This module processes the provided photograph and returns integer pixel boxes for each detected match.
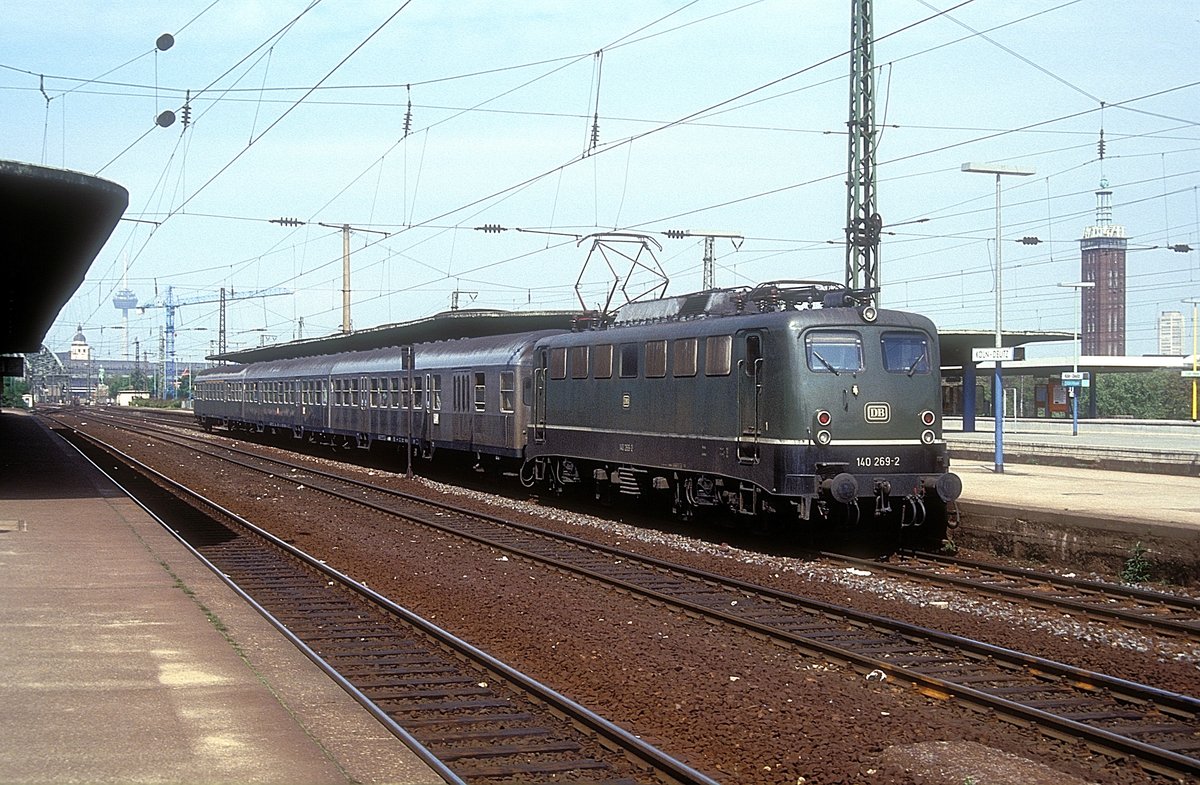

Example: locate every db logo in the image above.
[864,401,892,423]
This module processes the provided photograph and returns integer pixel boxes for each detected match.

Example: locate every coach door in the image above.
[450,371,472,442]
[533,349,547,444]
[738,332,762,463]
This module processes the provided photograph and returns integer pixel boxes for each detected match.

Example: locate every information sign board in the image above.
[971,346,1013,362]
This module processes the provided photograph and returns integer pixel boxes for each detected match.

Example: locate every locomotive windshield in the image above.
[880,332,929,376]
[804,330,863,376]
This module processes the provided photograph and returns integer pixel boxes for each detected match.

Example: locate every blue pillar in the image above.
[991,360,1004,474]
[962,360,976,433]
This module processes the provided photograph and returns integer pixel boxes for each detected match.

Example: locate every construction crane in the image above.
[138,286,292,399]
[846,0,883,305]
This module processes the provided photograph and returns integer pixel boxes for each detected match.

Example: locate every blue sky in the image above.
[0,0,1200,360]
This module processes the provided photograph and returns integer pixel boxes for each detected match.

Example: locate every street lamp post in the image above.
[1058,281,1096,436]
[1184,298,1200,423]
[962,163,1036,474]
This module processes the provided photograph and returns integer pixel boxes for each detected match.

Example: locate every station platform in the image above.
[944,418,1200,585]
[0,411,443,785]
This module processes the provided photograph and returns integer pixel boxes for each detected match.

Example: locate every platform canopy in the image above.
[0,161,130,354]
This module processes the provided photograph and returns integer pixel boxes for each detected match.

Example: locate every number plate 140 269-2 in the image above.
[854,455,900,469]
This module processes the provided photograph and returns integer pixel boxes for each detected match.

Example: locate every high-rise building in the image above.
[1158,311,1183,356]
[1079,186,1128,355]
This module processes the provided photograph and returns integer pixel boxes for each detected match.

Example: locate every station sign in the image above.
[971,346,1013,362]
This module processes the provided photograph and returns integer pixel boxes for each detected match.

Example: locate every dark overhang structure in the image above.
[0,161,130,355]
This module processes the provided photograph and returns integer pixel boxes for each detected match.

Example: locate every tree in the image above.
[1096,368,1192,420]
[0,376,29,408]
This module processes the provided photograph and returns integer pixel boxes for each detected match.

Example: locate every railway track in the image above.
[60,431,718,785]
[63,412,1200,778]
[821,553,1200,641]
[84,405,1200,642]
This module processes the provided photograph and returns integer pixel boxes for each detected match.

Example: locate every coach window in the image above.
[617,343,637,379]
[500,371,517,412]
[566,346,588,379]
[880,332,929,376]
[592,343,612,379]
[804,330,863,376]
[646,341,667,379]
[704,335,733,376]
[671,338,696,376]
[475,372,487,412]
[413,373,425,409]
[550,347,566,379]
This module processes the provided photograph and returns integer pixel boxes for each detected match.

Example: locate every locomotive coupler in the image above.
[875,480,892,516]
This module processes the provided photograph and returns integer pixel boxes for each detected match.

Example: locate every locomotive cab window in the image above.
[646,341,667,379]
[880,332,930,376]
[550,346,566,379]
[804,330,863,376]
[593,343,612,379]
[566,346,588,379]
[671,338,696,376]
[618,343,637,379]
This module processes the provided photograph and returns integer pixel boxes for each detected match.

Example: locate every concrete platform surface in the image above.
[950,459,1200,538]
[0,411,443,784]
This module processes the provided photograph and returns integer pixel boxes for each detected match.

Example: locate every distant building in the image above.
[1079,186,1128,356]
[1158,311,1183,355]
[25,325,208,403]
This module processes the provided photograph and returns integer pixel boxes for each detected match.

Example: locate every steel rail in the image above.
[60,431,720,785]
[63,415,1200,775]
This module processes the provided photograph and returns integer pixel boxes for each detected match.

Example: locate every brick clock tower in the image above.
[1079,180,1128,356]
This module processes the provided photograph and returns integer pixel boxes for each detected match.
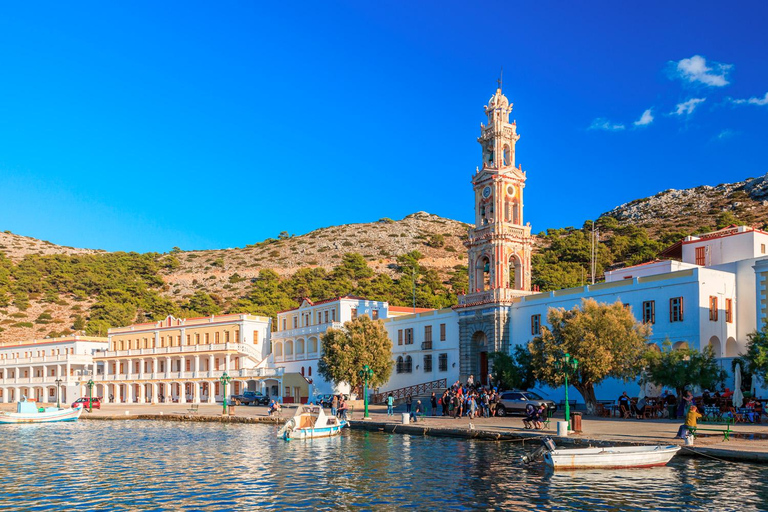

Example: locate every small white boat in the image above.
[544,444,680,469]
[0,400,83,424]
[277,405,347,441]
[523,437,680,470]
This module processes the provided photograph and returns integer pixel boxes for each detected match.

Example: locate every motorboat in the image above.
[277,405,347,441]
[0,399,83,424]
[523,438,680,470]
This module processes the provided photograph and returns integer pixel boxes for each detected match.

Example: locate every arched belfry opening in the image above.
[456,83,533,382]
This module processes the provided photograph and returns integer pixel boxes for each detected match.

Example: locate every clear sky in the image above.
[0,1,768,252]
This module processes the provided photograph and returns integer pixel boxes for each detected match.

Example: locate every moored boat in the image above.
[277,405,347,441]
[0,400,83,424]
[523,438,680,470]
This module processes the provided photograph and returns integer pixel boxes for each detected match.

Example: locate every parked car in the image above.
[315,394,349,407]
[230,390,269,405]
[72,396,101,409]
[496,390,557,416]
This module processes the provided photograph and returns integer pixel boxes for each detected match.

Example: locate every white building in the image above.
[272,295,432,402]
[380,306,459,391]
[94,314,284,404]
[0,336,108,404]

#### [The task]
Gather every line of the records that contains the word "platform".

#### [The response]
Example: locate every station platform in the image above.
Example: locate every platform canopy in the image above.
Example: locate every concrete platform surface in the image above.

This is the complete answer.